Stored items

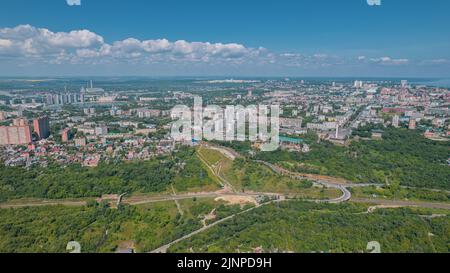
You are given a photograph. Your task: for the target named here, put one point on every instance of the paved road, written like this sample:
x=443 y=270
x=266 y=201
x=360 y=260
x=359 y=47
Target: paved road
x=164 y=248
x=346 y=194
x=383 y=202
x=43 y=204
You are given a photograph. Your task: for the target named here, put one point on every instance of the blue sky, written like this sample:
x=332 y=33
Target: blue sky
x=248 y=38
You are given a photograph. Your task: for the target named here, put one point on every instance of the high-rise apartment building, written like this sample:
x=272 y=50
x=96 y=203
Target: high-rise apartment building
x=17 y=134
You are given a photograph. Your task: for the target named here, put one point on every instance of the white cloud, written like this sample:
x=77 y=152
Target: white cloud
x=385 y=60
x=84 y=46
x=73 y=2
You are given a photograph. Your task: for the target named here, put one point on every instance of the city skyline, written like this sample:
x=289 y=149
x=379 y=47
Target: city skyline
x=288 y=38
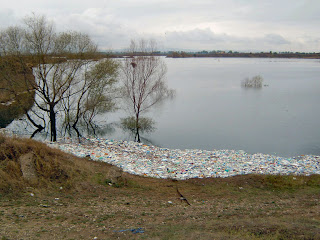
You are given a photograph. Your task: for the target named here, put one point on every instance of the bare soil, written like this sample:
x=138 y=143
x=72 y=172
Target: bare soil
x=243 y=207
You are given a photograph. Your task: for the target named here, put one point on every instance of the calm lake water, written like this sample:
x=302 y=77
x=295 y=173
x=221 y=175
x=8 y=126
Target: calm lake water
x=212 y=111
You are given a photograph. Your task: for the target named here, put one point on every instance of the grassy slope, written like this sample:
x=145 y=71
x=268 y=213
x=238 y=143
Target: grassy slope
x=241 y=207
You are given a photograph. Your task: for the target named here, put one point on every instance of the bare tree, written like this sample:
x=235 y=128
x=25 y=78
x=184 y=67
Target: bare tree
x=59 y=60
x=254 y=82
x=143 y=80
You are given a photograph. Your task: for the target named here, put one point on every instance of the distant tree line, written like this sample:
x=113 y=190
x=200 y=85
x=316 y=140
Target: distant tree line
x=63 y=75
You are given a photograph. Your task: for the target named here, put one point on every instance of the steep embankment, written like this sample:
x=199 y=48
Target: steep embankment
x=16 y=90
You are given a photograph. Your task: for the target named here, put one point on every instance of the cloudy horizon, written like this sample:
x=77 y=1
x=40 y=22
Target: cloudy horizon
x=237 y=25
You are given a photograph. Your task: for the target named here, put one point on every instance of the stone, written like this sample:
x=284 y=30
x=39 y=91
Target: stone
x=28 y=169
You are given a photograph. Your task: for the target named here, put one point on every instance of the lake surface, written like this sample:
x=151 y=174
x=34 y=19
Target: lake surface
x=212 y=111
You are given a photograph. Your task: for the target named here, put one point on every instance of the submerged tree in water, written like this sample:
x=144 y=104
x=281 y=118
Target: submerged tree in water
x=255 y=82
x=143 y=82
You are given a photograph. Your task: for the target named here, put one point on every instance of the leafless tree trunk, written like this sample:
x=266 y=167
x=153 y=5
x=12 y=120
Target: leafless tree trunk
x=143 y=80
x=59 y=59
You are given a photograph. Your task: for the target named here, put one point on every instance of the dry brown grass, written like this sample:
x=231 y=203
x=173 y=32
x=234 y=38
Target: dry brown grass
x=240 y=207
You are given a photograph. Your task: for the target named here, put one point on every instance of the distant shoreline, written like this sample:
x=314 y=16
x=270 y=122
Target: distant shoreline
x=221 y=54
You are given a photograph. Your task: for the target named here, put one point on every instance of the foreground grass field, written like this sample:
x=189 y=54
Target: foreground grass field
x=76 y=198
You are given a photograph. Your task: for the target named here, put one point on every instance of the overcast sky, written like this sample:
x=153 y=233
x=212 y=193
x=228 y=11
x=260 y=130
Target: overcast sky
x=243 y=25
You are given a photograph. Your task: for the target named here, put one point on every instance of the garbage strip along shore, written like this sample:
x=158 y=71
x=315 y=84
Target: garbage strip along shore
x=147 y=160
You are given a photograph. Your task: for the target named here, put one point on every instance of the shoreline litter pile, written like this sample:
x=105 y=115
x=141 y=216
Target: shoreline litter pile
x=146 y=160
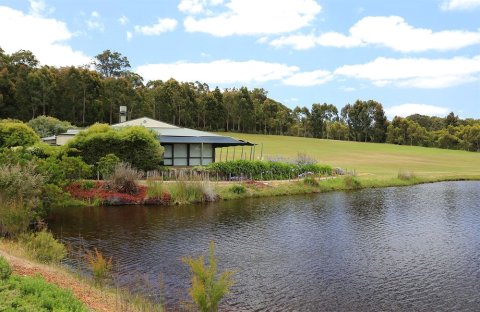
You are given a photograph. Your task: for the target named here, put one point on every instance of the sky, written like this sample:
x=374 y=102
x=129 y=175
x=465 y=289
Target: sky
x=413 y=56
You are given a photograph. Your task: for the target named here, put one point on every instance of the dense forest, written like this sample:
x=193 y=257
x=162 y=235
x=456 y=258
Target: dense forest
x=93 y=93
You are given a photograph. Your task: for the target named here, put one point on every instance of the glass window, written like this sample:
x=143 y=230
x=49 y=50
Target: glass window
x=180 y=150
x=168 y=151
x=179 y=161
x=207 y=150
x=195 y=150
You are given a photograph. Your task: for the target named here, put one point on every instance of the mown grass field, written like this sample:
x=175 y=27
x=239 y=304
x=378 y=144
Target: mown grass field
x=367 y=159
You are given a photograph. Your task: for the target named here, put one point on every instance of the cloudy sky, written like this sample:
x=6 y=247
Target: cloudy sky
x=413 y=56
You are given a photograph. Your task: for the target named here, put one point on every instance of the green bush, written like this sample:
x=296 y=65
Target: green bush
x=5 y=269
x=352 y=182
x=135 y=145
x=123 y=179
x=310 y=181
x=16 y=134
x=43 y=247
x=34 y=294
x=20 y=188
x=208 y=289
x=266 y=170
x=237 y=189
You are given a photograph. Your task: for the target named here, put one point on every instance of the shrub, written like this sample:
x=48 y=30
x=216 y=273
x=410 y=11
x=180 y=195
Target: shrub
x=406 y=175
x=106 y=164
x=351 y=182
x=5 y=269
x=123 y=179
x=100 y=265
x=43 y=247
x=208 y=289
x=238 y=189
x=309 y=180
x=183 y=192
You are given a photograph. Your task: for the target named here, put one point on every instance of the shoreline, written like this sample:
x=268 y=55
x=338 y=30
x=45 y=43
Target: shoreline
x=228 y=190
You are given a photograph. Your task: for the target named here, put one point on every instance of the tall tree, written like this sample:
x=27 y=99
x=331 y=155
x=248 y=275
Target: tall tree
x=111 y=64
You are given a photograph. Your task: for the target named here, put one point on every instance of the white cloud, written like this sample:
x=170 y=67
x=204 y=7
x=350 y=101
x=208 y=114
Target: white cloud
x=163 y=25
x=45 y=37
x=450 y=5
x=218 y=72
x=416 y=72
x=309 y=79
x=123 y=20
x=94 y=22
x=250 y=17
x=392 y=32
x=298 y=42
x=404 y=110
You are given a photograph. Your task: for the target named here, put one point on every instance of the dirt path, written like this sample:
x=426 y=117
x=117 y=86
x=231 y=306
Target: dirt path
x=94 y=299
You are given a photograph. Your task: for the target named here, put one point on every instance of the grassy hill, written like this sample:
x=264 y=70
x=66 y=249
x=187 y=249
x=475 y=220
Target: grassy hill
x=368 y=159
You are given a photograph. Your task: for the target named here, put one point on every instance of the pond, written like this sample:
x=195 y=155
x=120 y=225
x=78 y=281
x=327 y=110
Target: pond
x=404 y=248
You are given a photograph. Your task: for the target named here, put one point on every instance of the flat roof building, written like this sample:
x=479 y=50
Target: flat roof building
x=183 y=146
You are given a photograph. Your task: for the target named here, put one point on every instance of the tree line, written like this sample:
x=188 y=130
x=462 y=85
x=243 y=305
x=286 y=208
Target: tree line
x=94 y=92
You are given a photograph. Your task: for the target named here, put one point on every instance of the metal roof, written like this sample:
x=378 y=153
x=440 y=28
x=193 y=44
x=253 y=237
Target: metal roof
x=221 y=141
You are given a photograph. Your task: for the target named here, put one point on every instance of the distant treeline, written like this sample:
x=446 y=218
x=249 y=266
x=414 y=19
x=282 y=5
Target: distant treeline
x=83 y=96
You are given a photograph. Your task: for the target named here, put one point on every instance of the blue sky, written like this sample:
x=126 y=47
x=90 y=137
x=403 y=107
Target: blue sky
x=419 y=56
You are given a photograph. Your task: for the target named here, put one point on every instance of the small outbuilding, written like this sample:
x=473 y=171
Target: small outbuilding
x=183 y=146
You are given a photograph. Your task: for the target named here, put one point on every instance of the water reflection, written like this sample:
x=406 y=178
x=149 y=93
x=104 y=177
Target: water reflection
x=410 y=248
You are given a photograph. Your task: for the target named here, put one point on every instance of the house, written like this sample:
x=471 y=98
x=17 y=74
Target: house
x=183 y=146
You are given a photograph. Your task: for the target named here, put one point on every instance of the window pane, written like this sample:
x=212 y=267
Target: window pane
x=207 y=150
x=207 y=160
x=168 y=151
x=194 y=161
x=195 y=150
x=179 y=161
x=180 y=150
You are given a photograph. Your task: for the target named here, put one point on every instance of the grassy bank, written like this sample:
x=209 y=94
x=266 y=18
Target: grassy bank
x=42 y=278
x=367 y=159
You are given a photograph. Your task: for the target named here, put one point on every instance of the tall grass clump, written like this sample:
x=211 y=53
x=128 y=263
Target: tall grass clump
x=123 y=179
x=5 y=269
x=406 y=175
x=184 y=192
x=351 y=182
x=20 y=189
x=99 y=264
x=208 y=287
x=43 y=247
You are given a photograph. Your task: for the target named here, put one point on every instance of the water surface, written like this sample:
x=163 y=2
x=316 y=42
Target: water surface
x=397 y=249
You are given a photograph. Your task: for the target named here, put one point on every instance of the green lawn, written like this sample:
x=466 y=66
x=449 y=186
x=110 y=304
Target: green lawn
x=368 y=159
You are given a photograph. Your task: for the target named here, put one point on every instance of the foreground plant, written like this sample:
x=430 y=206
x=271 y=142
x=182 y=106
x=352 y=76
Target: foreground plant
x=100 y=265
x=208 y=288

==

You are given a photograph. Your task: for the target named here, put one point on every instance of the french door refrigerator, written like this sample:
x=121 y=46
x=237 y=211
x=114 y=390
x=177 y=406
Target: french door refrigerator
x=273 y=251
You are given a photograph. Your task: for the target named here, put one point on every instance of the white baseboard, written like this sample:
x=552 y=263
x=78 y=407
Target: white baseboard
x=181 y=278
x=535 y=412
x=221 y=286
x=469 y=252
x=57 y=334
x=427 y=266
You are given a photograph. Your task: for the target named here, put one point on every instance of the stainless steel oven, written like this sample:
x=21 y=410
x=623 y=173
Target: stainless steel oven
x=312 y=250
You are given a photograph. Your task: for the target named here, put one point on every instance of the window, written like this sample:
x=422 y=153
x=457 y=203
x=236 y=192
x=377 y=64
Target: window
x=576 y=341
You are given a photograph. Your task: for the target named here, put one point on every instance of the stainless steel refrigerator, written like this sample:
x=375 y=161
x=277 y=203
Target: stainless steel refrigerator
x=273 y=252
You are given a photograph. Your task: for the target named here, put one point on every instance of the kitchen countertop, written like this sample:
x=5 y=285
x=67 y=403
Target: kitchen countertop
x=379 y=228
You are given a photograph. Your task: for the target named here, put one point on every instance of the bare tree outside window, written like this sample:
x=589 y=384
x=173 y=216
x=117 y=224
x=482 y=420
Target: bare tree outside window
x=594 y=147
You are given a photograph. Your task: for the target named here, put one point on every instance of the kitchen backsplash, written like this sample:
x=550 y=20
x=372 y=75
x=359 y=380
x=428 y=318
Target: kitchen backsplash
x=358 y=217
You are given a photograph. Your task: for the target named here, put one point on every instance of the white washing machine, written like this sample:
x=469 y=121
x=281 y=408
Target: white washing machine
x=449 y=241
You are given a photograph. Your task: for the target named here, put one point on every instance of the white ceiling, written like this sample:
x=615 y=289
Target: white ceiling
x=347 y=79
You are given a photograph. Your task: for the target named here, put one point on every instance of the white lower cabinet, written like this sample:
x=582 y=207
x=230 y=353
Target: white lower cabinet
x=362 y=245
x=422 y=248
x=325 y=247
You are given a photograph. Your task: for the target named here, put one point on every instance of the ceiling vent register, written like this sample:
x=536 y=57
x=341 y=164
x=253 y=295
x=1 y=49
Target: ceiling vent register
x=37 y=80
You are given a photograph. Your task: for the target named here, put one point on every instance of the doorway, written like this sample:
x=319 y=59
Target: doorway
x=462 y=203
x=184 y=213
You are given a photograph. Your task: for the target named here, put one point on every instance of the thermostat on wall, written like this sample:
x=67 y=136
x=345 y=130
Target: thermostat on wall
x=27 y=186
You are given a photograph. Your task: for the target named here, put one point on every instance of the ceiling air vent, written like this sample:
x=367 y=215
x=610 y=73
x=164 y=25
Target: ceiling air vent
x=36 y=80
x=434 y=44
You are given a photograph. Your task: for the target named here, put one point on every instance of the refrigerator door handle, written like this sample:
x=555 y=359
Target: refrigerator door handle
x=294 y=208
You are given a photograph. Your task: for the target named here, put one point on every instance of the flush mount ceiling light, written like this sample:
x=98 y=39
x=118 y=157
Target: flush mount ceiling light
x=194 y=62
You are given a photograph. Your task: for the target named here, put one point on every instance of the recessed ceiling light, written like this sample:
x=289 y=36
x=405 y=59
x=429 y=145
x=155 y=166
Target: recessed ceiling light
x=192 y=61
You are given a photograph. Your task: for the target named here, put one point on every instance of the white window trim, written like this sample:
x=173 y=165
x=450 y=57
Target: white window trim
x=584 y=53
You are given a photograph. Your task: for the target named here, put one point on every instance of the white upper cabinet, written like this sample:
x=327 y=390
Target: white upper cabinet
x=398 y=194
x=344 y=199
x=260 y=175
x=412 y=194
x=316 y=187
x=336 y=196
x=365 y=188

- Task statement -
Return the lines running from the one that contains "of the paved" through the one that contains "x=241 y=207", both included, reproduced verbatim. Omit the pictures from your answer.

- Final answer -
You are given a photograph. Your task: for the target named here, put one point on every instance of the paved road, written like this sample:
x=443 y=270
x=266 y=201
x=360 y=260
x=359 y=47
Target: paved road
x=164 y=248
x=346 y=194
x=383 y=202
x=43 y=204
You are given a photograph. Your task: for the target named here, put one point on every instance of the blue sky, written like this sample:
x=332 y=33
Target: blue sky
x=248 y=38
You are given a photograph. Your task: for the target named here, put one point on every instance of the high-rise apartment building, written like this sample:
x=272 y=50
x=96 y=203
Target: high-rise apartment building
x=17 y=134
You are given a photograph. Your task: for the target named here, put one point on every instance of the white cloud, written like this sample:
x=77 y=152
Target: white cloud
x=385 y=60
x=84 y=46
x=73 y=2
You are given a photograph. Your task: for the target named here, put one point on every instance of the city skyline, written like this sample:
x=289 y=149
x=379 y=47
Target: city skyline
x=288 y=38
You are given a photograph. Your task: for the target named here, put one point on every instance of the bare soil, written like this sample:
x=138 y=143
x=72 y=172
Target: bare soil
x=243 y=207
You are given a photograph. Your task: for the target named here, put one point on every instance of the calm lake water, written like this sample:
x=302 y=77
x=295 y=173
x=221 y=175
x=8 y=126
Target: calm lake water
x=212 y=111
You are given a photograph. Your task: for the target named here, put one point on every instance of the grassy slope, written like this sample:
x=145 y=71
x=268 y=213
x=238 y=143
Target: grassy slope
x=241 y=207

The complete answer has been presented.